*Task objective*
Reproduce every one of the records below word for word, from the first line to the last.

*Record set*
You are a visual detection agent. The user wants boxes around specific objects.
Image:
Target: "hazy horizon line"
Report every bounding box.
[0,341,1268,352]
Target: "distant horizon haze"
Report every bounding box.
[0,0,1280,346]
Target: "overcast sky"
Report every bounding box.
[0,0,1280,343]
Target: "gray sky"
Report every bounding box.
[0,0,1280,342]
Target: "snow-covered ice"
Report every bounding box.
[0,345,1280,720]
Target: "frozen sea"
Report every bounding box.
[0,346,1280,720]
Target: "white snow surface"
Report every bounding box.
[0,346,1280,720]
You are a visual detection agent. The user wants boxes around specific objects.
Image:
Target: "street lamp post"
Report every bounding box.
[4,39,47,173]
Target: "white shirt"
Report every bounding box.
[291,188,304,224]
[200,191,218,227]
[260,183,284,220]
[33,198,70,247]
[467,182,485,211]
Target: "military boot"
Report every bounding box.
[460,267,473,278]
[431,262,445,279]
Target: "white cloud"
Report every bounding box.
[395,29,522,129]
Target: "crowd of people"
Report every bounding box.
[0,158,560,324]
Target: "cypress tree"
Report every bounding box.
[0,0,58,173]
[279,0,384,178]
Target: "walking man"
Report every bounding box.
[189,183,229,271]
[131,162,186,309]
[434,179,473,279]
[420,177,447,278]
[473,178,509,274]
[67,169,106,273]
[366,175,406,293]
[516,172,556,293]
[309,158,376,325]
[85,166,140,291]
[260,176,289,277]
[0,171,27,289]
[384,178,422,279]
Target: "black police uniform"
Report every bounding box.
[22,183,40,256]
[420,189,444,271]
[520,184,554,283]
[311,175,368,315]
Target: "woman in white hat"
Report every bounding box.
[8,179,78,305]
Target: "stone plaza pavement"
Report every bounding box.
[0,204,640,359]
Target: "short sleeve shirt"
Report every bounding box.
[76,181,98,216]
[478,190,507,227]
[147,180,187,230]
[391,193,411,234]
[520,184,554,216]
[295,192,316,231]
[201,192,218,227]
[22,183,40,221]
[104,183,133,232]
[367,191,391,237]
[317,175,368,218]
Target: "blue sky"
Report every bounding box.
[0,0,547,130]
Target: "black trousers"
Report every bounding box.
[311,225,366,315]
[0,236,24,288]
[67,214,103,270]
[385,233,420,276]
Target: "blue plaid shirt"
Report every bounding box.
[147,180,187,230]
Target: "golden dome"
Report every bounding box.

*Correct output*
You are a visual detection agent. The user wants boxes around specific objects.
Image:
Target: "hazy horizon line"
Report every bounding box.
[0,341,1268,352]
Target: "distant horizon haze"
Report every bounding box.
[0,0,1280,346]
Target: "overcast sky"
Report every bounding box.
[0,0,1280,343]
Target: "gray sky"
Report every bounding box.
[0,0,1280,342]
Target: "snow-covered ice"
Report every bounding box.
[0,345,1280,720]
Target: "frozen sea"
Report every bounding box.
[0,346,1280,720]
Target: "white snow surface"
Report every bounding box.
[0,346,1280,720]
You are a visual detection agent. The user wants boxes around specific objects.
Image:
Target: "street lamp post"
Report every bounding box.
[4,39,47,173]
Target: "white shirt"
Report every bounding box.
[291,188,304,224]
[200,191,218,227]
[260,183,284,220]
[33,198,70,247]
[467,182,485,211]
Target: "military boot"
Report every bounding box.
[460,267,473,278]
[431,262,445,279]
Target: "white cloud"
Report every bounding box.
[395,29,522,129]
Target: "crowd of people"
Report every bounding box.
[0,158,560,324]
Target: "cypress tree"
Report every bounding box.
[0,0,58,173]
[279,0,384,178]
Target: "walking man"
Report every bounding box.
[189,183,229,271]
[131,162,186,309]
[434,179,473,279]
[420,177,447,278]
[473,178,509,274]
[67,169,106,273]
[366,175,406,293]
[516,172,556,293]
[309,158,376,325]
[85,166,140,291]
[260,176,289,277]
[0,171,27,289]
[384,178,422,279]
Target: "black police uniform"
Report every bounding box.
[22,183,40,256]
[420,189,444,271]
[520,184,554,283]
[311,175,368,315]
Target: "woman in white hat"
Report every bounding box.
[8,179,78,305]
Target: "stone plaza pavement"
Report every bounding box.
[0,204,640,359]
Target: "short sleeve shirt"
Report every bounding box.
[76,181,98,216]
[478,190,507,227]
[147,180,187,230]
[391,193,411,234]
[520,184,554,216]
[295,192,316,231]
[201,192,218,227]
[22,183,40,221]
[104,183,133,232]
[367,191,391,237]
[317,175,368,218]
Target: "blue sky"
Report every bounding box.
[0,0,547,130]
Target: "black trousers"
Report every bounding box.
[311,225,366,315]
[0,236,24,288]
[67,214,103,270]
[385,233,420,276]
Target: "blue plaid shirt"
Report every bounding box.
[147,180,187,230]
Target: "golden dome"
Report every bounding box.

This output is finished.